» Dataset content
====

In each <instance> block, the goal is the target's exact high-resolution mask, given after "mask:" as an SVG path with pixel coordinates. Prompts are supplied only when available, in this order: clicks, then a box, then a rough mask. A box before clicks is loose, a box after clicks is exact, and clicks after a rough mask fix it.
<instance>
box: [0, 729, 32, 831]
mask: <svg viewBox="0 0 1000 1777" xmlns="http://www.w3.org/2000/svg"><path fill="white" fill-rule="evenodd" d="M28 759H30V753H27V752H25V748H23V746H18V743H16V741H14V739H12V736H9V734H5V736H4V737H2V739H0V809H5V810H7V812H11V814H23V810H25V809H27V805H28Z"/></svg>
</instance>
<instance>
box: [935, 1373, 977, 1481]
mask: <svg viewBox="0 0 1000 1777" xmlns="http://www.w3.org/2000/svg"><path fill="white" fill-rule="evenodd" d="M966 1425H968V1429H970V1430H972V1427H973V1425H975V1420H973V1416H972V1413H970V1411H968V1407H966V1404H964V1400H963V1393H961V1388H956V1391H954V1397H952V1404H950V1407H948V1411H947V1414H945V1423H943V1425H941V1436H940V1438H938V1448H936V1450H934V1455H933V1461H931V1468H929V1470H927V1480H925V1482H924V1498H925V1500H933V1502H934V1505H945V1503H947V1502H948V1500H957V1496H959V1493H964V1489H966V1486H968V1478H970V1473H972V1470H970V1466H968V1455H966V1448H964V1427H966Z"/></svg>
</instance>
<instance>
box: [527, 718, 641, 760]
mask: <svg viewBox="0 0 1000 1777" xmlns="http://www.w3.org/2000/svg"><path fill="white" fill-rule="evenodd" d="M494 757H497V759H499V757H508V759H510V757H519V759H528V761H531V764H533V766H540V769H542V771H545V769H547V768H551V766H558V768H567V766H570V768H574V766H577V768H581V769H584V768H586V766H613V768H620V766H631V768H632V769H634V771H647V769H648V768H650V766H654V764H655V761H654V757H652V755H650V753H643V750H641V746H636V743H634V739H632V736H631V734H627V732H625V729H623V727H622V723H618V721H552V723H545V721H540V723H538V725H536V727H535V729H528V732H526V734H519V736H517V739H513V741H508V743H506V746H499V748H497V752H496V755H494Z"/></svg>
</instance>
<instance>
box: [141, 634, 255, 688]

====

» The task
Write the entries out once more, exactly as given.

» Reply to the task
In each <instance> block, the goal is the target's exact high-resolution mask, given after "mask:" as an SVG path with pixel coordinates. Prompts are supplied only when available, in this order: clicks, then a box, then a rough mask. A box before clicks is loose, a box after clicks is exact, and clicks after a rough mask fix it.
<instance>
box: [0, 729, 32, 831]
mask: <svg viewBox="0 0 1000 1777" xmlns="http://www.w3.org/2000/svg"><path fill="white" fill-rule="evenodd" d="M28 759H30V753H27V752H25V748H23V746H18V743H16V741H14V739H12V736H9V734H5V736H4V737H2V739H0V809H5V810H7V812H11V814H23V810H25V809H27V805H28Z"/></svg>
</instance>
<instance>
box: [935, 1373, 977, 1481]
mask: <svg viewBox="0 0 1000 1777" xmlns="http://www.w3.org/2000/svg"><path fill="white" fill-rule="evenodd" d="M966 1425H968V1429H970V1430H972V1427H973V1425H975V1420H973V1416H972V1413H970V1411H968V1407H966V1404H964V1400H963V1393H961V1388H956V1391H954V1397H952V1404H950V1407H948V1411H947V1414H945V1423H943V1425H941V1436H940V1438H938V1448H936V1450H934V1455H933V1461H931V1468H929V1470H927V1480H925V1482H924V1498H925V1500H933V1502H934V1505H945V1503H947V1502H948V1500H957V1496H959V1493H964V1489H966V1486H968V1478H970V1473H972V1470H970V1466H968V1455H966V1448H964V1427H966Z"/></svg>
</instance>
<instance>
box: [527, 718, 641, 760]
mask: <svg viewBox="0 0 1000 1777" xmlns="http://www.w3.org/2000/svg"><path fill="white" fill-rule="evenodd" d="M494 757H497V759H499V757H508V759H510V757H519V759H528V761H531V764H533V766H540V769H542V771H545V769H547V768H551V766H558V768H567V766H570V768H574V766H577V768H581V769H584V768H586V766H613V768H620V766H631V768H632V769H634V771H647V769H648V768H650V766H654V764H655V761H654V757H652V755H650V753H643V750H641V746H636V743H634V739H632V736H631V734H627V732H625V729H623V727H622V723H618V721H552V723H545V721H540V723H538V725H536V727H535V729H528V732H526V734H519V736H517V739H513V741H508V743H506V746H499V748H497V752H496V755H494Z"/></svg>
</instance>
<instance>
box: [141, 634, 255, 688]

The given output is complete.